>> Start QUOTED PASSAGE

2015 Acura ILX 2.4L Premium - Driven
The last time Acura made a compact luxury car based on the Civic we received the RSX, which had a cult-like following but ultimately didn’t fit what Acura was trying to be. After only five model years, Acura laid the RSX to rest and left the Civic alone for a few years. With the luxury compact sedan market as hot as it had ever been, Acura chose to meddle with the Civic again and released the 2013 ILX. Initially, the ILX had three drivetrains available: two gasoline drivetrains and one hybrid. As we head into the 2015 model year, Acura wisely cut the slow-selling hybrid model and left the two gasoline powertrains, which include a 150-horsepower 2.0-liter and a 201-horsepower 2.4-liter, to take on the likes of the Mercedes CLA250 and Buick Verano.
I got a crack at the ILX Premium with the 2.4-liter engine and six-speed manual transmission. Since I had already spent a week with the 2015 Honda Civic Si, I knew what the engine and transmission were all about. What I didn’t know was whether the throaty, high-revving i-VTEC engine was appropriate for a luxury car.
With my weeklong drive in the books, I was able to formulate an opinion on the ILX sedan. You can read all of my thoughts on it after the jump.

>> End QUOTED PASSAGE
>> Start INFORMATION SHOWN

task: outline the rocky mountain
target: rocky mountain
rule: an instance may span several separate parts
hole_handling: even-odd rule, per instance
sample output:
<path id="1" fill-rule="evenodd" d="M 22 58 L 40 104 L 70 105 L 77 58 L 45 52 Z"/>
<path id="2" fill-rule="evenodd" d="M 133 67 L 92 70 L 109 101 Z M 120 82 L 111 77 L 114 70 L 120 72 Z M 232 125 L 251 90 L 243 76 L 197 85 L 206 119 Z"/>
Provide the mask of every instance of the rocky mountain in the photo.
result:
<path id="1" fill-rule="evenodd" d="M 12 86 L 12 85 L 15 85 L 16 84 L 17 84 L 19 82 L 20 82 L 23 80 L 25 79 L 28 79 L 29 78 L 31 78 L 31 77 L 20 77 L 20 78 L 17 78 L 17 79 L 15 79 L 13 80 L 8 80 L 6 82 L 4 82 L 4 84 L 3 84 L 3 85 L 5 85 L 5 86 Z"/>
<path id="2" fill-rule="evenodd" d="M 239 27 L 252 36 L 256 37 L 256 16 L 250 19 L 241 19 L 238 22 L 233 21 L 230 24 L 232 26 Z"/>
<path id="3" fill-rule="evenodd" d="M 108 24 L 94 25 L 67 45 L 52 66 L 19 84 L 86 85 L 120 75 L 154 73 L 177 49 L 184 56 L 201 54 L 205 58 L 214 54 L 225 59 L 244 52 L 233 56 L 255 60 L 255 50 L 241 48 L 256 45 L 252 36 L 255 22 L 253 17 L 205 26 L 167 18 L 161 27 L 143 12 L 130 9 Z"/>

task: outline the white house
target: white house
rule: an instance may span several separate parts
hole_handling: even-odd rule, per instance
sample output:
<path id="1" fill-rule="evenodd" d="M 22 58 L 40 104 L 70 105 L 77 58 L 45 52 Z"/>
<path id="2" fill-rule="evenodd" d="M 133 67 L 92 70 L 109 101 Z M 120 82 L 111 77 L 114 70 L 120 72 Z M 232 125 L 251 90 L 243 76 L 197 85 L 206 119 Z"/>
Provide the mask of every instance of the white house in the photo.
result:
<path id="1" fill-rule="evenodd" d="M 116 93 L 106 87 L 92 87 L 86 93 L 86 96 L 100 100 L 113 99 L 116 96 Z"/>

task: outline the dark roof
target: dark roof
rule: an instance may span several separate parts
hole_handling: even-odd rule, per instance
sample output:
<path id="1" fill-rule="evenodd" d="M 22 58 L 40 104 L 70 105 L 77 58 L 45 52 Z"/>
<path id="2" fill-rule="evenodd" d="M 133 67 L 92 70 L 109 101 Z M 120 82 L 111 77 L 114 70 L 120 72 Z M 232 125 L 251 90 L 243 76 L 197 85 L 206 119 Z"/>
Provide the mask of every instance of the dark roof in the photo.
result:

>> End INFORMATION SHOWN

WHAT TO WORK ON -
A: Answer these from the Acura ILX review:
(i) For how many model years did Acura build the RSX?
(ii) What horsepower does the ILX's 2.0-liter engine produce?
(iii) What transmission did the ILX Premium that the reviewer drove have?
B: Carry the Acura ILX review forward from its last sentence.
The records have no connection to the Acura ILX review.

ANSWERS TO THE EXERCISES -
A:
(i) Five
(ii) 150 horsepower
(iii) A six-speed manual

B:
Click past the jump to read about my time with the 2015 Acura ILX 2.4L Premium.
2015 Acura ILX 2.4L Premium - Driven
Horsepower @ RPM:201 @ 7000
Torque @ RPM:170 @ 4400
0-60 time:7 sec. (Est.)
Around back, Acura looks to have almost squeezed everything together, and not in a bad way.
Call me crazy, but I think that the ILX is nicest-looking Acura available today. Like all Acuras, if you were to park it next to its Honda counterpart (the Civic for the ILX), the similarities are there, but separate from its Honda platform mate, the ILX is a sharp luxury sports sedan. This is also one of the few iterations where the Acura beak isn’t completely overwhelming.
The hood isn’t overly stylish, but the ridges are just enough to make it look good, and the air inlets on the lower apron add an extra touch of sportiness to the Acura. The small spoiler in the center of the apron is a nice touch too.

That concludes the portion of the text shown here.